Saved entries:
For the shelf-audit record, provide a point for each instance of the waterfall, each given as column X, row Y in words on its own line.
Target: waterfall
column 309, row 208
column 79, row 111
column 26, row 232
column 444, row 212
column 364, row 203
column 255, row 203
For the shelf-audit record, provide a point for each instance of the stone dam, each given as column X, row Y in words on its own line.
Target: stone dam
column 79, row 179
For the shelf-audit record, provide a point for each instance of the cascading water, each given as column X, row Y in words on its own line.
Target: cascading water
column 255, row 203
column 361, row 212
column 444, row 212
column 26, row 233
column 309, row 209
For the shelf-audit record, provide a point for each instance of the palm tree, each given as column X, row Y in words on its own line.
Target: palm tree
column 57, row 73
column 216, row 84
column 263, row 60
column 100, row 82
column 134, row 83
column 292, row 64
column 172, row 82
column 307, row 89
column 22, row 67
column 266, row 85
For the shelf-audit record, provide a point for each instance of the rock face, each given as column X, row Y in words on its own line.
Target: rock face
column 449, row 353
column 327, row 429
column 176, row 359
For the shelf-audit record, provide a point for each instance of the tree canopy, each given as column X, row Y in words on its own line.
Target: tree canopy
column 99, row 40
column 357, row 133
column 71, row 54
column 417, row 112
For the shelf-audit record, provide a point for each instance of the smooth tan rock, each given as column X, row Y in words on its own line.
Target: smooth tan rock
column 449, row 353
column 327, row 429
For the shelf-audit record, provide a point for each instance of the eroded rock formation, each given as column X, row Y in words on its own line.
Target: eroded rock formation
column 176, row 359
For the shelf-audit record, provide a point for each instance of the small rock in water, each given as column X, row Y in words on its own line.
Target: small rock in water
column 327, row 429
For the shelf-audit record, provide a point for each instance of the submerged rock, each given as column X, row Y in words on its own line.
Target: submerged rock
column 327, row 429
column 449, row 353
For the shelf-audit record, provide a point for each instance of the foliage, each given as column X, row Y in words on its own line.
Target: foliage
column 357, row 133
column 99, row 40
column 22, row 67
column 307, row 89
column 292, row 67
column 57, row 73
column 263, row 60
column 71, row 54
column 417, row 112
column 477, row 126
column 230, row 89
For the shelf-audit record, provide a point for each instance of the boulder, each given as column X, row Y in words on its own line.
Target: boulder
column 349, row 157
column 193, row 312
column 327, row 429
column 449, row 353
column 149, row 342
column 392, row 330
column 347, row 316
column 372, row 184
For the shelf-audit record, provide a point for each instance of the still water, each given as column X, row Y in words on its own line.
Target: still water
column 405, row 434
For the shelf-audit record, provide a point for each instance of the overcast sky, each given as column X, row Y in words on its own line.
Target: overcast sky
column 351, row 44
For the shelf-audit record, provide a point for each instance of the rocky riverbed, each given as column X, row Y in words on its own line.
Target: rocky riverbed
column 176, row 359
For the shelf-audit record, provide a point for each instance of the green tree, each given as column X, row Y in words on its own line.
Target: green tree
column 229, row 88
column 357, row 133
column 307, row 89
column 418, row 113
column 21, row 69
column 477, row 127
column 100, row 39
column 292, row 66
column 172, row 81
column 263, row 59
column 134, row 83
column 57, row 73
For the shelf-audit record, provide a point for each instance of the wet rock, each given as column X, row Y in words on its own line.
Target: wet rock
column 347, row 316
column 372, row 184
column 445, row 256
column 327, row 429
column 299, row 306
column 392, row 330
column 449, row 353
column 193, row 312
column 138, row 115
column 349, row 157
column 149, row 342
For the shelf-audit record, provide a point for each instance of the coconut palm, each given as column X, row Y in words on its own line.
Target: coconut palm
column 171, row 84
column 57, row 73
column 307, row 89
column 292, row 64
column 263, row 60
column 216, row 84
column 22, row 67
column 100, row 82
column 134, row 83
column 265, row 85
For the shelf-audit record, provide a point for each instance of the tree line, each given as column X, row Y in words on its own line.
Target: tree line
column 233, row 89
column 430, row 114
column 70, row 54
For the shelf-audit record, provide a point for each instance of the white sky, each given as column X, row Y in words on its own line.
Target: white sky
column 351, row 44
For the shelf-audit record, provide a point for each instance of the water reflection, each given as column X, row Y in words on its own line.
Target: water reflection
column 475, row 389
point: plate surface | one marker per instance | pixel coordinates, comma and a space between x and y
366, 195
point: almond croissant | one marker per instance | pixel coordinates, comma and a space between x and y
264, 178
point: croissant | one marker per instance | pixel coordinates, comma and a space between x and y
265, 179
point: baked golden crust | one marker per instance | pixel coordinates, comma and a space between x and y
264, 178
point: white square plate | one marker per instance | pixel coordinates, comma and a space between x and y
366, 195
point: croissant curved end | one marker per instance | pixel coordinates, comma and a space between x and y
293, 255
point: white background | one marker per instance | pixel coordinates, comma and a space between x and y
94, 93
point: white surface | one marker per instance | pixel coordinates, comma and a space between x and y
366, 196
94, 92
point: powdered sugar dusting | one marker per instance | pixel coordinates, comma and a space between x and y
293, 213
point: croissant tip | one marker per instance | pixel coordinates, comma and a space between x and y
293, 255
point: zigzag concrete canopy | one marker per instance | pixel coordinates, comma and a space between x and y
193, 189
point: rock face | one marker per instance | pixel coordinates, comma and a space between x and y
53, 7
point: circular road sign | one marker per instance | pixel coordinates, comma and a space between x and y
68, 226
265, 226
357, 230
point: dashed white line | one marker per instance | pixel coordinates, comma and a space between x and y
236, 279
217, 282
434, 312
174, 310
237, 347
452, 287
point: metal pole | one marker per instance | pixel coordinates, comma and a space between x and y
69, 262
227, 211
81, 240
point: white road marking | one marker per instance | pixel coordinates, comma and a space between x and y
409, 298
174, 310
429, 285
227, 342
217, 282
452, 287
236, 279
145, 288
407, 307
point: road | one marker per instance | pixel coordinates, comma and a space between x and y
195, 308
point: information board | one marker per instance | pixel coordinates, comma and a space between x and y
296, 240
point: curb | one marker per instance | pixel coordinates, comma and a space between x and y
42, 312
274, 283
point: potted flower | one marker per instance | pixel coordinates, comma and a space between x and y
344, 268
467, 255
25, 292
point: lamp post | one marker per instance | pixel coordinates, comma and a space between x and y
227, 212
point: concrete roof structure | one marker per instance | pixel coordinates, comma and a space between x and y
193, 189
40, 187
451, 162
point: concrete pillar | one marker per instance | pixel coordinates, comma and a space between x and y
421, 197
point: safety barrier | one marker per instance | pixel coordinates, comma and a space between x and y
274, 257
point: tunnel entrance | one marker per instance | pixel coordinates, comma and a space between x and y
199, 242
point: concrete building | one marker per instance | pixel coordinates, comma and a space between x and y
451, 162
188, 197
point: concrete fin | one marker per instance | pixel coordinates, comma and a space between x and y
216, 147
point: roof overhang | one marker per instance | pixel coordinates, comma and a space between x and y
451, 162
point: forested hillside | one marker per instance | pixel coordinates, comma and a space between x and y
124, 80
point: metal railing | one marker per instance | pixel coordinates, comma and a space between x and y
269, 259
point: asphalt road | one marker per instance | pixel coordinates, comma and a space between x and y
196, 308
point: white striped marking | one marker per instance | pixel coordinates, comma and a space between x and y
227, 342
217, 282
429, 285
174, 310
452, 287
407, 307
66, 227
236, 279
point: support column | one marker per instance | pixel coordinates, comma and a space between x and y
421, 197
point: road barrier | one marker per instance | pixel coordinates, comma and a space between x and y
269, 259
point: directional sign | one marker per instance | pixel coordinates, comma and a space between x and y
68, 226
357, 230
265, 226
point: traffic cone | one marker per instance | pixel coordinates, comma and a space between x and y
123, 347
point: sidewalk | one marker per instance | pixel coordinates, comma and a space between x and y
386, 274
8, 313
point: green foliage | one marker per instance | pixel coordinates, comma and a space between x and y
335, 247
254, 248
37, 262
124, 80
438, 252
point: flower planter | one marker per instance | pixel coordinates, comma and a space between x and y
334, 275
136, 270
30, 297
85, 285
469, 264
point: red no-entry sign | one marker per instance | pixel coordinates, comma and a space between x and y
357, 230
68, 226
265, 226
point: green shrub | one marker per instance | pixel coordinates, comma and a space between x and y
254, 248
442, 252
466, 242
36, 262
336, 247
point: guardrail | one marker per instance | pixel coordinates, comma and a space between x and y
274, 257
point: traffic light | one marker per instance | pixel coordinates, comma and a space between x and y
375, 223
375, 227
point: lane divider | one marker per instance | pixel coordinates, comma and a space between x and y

Task prompt — Copy out the data above word for word, starting at its first line and ending with the line that contains "of the cascading".

Output of the task —
For the shelf-audit record, provide a point for each instance of the waterfall, each given as column X, row Y in words on its own line.
Target: waterfall
column 309, row 208
column 79, row 111
column 26, row 232
column 444, row 212
column 364, row 203
column 255, row 203
For the shelf-audit record, provide a point for each instance of the stone dam, each given as column X, row Y in words on its own line.
Target: stone dam
column 79, row 179
For the shelf-audit record, provide a point for each instance of the cascading water, each given as column X, row Y in words on its own line.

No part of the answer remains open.